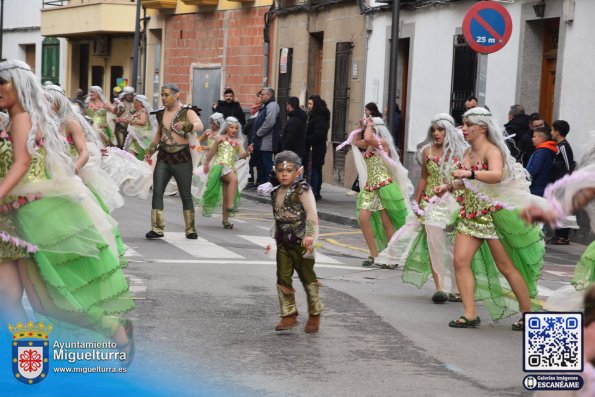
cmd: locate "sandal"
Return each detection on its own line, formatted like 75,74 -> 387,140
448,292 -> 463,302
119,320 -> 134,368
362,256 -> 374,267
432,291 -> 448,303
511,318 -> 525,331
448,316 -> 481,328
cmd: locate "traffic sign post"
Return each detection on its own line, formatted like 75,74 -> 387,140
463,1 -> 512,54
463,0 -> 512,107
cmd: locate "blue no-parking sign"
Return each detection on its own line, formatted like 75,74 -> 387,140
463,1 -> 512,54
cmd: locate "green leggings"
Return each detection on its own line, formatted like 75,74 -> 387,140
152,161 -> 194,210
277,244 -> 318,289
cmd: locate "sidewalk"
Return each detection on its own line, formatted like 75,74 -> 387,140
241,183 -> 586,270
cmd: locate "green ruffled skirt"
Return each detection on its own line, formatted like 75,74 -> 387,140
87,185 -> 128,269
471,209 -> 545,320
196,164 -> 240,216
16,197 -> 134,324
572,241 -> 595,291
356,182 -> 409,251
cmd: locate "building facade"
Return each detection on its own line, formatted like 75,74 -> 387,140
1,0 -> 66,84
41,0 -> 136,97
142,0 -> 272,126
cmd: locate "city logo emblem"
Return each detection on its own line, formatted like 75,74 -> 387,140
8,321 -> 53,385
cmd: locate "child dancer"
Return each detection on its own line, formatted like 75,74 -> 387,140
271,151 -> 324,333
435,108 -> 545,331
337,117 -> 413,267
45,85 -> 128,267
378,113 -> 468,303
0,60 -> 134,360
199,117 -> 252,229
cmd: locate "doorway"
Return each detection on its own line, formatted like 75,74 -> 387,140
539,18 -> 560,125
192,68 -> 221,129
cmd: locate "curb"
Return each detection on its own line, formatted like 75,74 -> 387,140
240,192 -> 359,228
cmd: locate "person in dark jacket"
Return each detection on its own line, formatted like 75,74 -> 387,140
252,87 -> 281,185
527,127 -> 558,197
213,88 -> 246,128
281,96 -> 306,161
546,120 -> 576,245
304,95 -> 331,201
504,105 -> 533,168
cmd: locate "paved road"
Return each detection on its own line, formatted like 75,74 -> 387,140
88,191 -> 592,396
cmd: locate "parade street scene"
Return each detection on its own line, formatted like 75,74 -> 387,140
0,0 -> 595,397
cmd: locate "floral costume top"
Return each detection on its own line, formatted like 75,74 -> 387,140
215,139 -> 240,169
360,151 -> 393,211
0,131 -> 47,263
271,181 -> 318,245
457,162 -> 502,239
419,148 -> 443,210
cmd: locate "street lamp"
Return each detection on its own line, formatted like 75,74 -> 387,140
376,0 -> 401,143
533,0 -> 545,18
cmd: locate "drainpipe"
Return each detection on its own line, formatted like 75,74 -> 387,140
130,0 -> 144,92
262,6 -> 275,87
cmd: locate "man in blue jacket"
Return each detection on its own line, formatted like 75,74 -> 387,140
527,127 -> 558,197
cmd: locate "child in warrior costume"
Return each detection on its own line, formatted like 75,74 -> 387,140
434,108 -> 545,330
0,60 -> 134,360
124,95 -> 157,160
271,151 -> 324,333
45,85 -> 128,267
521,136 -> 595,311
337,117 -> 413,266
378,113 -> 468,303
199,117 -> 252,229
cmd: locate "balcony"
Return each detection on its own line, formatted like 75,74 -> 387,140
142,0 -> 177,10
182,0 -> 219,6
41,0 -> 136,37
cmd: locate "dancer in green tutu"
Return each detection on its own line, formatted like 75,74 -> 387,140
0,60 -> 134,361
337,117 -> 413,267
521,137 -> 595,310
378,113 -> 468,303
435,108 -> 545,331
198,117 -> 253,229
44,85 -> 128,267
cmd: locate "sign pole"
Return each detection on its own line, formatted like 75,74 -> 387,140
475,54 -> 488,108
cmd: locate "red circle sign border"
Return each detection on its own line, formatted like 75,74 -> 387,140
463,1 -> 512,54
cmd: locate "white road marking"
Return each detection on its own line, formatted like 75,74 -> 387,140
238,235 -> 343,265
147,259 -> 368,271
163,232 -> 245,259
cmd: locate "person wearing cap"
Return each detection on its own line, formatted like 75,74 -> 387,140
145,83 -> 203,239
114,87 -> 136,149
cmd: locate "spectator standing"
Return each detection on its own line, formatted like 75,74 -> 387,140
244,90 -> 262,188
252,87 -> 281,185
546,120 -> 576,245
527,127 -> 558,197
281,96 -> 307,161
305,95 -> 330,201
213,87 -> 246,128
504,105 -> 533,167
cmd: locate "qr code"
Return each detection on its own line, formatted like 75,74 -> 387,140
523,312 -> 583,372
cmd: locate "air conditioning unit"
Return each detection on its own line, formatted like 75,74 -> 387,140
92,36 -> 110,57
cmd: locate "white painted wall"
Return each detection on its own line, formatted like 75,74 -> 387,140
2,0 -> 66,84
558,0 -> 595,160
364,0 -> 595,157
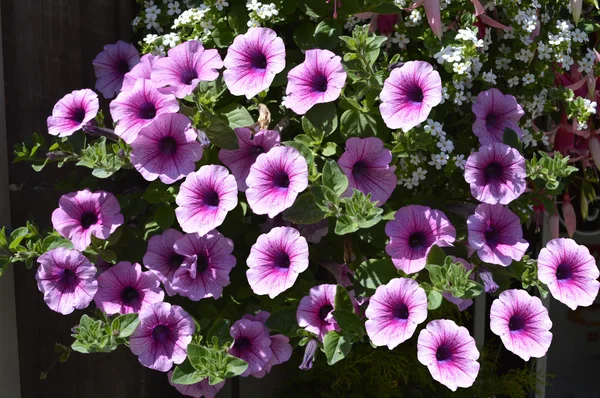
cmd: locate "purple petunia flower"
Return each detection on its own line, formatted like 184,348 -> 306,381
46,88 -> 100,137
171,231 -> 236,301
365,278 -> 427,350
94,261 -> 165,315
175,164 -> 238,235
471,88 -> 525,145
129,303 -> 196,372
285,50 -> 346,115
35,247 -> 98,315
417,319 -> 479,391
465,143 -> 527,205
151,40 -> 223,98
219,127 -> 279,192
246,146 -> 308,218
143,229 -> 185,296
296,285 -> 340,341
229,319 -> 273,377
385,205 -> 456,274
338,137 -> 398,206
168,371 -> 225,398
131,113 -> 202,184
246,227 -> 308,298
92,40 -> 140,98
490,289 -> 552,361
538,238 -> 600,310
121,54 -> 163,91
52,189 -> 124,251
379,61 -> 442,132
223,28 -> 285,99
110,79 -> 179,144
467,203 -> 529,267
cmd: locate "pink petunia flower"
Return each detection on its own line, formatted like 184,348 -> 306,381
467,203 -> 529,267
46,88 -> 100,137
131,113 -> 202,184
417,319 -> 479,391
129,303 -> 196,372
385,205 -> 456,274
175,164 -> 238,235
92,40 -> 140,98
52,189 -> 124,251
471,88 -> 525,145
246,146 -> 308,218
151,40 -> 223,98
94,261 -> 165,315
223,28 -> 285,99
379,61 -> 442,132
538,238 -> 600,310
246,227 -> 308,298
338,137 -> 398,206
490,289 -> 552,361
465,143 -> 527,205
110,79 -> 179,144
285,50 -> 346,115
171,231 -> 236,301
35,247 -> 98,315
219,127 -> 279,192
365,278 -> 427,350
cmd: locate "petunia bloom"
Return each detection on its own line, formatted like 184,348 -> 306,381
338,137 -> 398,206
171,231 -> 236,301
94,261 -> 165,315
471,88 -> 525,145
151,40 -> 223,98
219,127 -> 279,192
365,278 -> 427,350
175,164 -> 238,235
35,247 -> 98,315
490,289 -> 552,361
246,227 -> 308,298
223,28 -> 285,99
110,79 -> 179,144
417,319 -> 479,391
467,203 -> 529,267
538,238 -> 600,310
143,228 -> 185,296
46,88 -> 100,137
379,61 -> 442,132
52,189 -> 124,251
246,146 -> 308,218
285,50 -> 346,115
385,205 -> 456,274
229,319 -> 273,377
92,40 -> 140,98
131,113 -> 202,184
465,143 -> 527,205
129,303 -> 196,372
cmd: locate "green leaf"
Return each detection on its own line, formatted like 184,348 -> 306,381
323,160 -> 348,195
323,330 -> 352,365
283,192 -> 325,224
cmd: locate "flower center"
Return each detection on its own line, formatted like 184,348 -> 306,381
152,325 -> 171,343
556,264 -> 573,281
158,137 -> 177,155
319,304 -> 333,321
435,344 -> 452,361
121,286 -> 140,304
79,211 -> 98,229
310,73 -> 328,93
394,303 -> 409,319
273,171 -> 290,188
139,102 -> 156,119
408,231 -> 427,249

------------------------------------------------

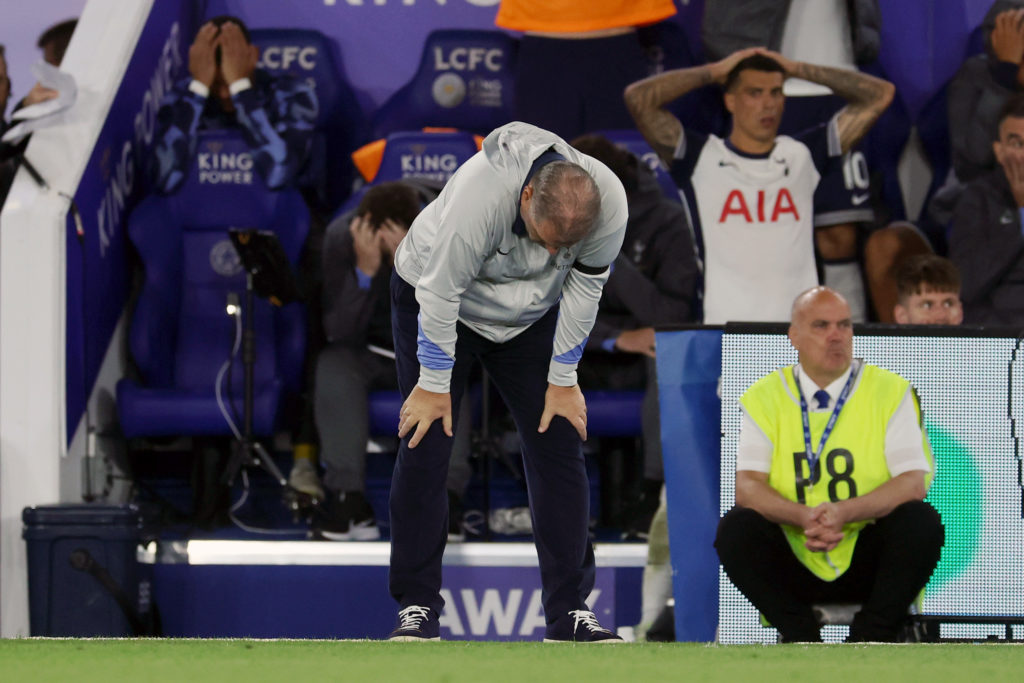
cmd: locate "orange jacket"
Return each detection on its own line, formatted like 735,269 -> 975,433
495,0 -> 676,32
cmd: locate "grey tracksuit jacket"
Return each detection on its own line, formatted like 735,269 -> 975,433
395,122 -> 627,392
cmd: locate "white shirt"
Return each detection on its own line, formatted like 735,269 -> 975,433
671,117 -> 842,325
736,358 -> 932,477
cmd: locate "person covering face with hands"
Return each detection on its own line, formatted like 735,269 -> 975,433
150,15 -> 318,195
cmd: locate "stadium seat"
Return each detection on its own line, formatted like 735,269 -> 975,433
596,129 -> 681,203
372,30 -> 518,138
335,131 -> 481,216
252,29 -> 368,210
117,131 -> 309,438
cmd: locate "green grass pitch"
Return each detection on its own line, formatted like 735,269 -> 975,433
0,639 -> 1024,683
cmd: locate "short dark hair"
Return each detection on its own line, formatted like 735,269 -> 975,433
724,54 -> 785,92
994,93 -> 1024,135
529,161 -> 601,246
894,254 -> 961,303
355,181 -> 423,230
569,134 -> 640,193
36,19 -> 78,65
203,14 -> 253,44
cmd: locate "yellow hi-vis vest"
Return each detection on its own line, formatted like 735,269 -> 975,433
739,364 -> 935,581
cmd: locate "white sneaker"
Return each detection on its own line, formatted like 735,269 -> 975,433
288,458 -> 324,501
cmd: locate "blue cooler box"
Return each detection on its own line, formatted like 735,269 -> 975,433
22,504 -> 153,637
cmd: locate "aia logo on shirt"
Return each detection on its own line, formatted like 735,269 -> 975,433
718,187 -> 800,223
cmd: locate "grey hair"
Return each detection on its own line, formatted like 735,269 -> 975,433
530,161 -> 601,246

------------------------------------------------

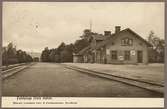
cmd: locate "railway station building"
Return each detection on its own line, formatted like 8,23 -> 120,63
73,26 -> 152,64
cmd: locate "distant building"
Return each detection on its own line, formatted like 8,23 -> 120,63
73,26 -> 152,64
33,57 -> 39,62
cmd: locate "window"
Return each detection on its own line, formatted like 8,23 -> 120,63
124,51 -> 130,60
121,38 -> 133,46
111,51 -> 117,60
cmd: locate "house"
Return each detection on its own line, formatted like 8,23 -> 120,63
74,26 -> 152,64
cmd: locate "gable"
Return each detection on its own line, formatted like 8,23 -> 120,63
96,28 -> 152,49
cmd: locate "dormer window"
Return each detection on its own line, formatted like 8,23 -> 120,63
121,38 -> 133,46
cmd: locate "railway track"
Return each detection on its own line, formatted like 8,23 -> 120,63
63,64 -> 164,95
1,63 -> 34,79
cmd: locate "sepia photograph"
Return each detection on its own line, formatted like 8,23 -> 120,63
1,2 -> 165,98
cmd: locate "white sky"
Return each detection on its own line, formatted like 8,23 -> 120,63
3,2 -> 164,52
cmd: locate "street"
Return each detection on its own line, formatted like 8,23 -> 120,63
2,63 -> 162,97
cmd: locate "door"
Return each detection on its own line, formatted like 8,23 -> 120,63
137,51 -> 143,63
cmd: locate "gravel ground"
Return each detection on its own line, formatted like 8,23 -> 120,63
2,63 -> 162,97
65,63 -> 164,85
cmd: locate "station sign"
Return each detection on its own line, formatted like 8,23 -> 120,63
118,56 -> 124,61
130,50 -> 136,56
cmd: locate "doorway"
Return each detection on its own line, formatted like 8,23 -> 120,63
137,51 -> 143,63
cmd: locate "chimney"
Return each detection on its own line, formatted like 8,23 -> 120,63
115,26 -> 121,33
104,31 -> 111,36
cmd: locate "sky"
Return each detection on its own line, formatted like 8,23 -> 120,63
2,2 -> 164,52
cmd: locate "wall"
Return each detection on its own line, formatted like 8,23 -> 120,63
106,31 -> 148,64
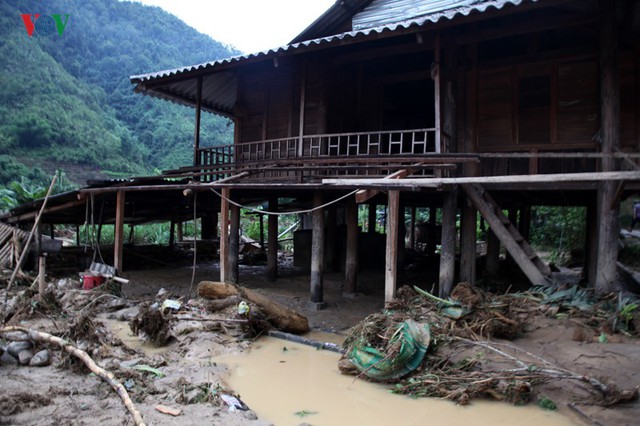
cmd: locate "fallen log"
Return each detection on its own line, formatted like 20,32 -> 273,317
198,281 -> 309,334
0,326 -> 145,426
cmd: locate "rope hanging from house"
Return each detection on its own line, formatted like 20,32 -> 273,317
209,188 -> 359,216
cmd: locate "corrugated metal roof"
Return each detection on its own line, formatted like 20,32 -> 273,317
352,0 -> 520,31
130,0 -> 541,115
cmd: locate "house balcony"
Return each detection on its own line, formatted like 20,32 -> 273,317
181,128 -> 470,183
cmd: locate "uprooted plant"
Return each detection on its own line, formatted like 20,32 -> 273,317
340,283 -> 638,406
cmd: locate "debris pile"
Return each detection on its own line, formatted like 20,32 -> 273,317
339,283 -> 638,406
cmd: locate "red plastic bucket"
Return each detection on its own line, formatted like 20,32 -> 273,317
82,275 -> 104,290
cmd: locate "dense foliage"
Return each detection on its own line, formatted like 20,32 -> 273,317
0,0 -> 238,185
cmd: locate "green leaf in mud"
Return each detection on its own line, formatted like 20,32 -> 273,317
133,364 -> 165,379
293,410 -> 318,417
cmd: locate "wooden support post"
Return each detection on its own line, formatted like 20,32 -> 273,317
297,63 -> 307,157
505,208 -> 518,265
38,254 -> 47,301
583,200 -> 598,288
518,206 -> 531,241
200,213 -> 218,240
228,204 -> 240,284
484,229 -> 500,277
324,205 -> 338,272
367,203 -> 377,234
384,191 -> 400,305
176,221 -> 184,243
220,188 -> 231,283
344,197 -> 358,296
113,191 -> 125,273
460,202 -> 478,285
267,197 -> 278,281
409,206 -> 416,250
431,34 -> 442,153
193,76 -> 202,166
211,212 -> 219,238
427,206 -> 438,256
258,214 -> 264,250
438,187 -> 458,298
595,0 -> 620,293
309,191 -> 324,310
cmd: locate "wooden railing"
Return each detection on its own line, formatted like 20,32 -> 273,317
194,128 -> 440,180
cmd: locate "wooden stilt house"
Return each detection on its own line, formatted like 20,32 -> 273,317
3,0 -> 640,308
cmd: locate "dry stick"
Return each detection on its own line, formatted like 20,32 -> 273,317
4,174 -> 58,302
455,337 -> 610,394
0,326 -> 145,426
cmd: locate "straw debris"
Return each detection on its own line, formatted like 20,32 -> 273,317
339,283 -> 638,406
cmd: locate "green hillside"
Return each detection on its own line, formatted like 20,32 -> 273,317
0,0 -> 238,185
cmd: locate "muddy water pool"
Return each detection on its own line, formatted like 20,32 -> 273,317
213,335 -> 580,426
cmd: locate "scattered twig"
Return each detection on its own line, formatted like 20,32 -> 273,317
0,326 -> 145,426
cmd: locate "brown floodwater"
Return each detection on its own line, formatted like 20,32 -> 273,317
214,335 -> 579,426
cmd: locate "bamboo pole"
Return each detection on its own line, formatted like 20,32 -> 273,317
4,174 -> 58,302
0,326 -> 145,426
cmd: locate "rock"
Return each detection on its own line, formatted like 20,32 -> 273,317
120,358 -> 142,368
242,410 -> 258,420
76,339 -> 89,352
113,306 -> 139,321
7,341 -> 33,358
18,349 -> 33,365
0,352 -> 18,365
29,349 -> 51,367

------------------------------------------------

GOAL OF THE EXERCISE: How many lines in the entries above contain the string "hair", matching case exactly? Give only the number.

WRITTEN ANSWER: 2